**WHAT YOU NEED TO DO**
In the news passage below about the NYPD's surveillance of Muslim communities, write out everything from "The American Civil Liberties Union, along" down to "the organization’s website.".

**DOCUMENT PASSAGE**
════════════════

Fahd Ahmed from Desis Rising Up and Moving, Ahmad Jaber and Linda Sarsour from the Arab American Association of New York and a representative of Council on American Islamic Relations spoke at the press conference, demanding that the Muslim community’s civil rights be respected.
“The NYPD has proven itself unwilling or unable to respect the constitutional and religious rights of minorities, and it is now up to the Department of Justice to step in,” a news release by the Council on American Islamic Relations quoted its NY Board Member Lamis Deek as saying.
The American Civil Liberties Union, along with the New York Civil Liberties Union and theCLEAR Project at CUNY School of Law, last June filed a lawsuit against the NYPD challenging the program, calling it discriminatory and unconstitutional.
According to AP, both Mayor Michael Bloomberg and Police Commissioner Raymond Kelly have denied those accusations.
“The [AP] report confirms what we have long been saying about the NYPD’s Muslim surveillance program: Despite no suspicion of wrongdoing, and based on nothing more than their religious faith and practice, whole communities have been treated as terrorists and swept up in an unconstitutional police dragnet that reportedly has not generated even one terrorism lead,” said Noa Yachot, communications strategist at the American Civil Liberties Union in a blog posted on the organization’s website.
The Arab American Association of New York, a social services and advocacy organization working in the Arab community since 2001, demanded an “end to all forms of discriminatory policing practices targeting law-abiding Muslims.” In a statement posted on its website, it urged the Department of Justice to take immediate steps to open an investigation into the NYPD’s surveillance program.
In Muslim community enclaves across New York on Thursday, life apparently went on as it had before the AP’s revelations. But journalists working for newspapers of predominantly Muslim communities reported emotions that haven’t been felt since the days after 9/11.
“People in the Pakistani community are scared, stunned and speechless,” said Mohsin Zaheer, a veteran Pakistani journalist and Editor of Urdu-language weekly Sada-e-Pakistan.
Zaheer’s office is next to Makki Masjid (mosque) on Coney Island Avenue, the biggest center of socio-religious activities of the Brooklyn-based Pakistani community.
“Most of the people were speechless when I showed them a tweet or a Facebook post about the NYPD’s designation of mosques as terrorism enterprises,” he says. “When I shared a tweet about the news with a Brooklyn-based attorney of Pakistani origin, he was speechless and stared at me in shock and disbelief,” the veteran journalist recalled in an interview with Voices of NY.
Similar sentiments were reported from the Arab, Turkish and Bangladeshi communities.
Sezai Kalayci, a correspondent for New York-based Turkish weekly Zaman, said that the news could divide the Muslim community.
“I heard many people saying they are not going to the mosques of the Arab community. Now they look for mosques run by the Turkish community.”
But Kalayci noted that even that might not provide enough reassurance. “They are scared to go to even the Turkish community-run mosques too because they fear theirs might also have been designated as [a terrorist organization].”

════════════════

**GIVEN INFORMATION**

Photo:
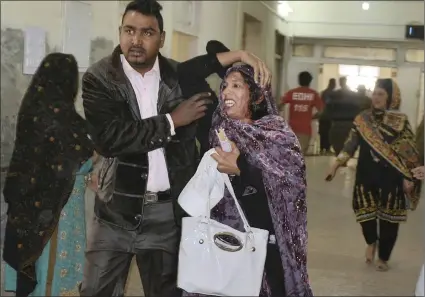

════════════════

**OUTPUT FOR THIS TASK**
The American Civil Liberties Union, along with the New York Civil Liberties Union and theCLEAR Project at CUNY School of Law, last June filed a lawsuit against the NYPD challenging the program, calling it discriminatory and unconstitutional.
According to AP, both Mayor Michael Bloomberg and Police Commissioner Raymond Kelly have denied those accusations.
“The [AP] report confirms what we have long been saying about the NYPD’s Muslim surveillance program: Despite no suspicion of wrongdoing, and based on nothing more than their religious faith and practice, whole communities have been treated as terrorists and swept up in an unconstitutional police dragnet that reportedly has not generated even one terrorism lead,” said Noa Yachot, communications strategist at the American Civil Liberties Union in a blog posted on the organization’s website.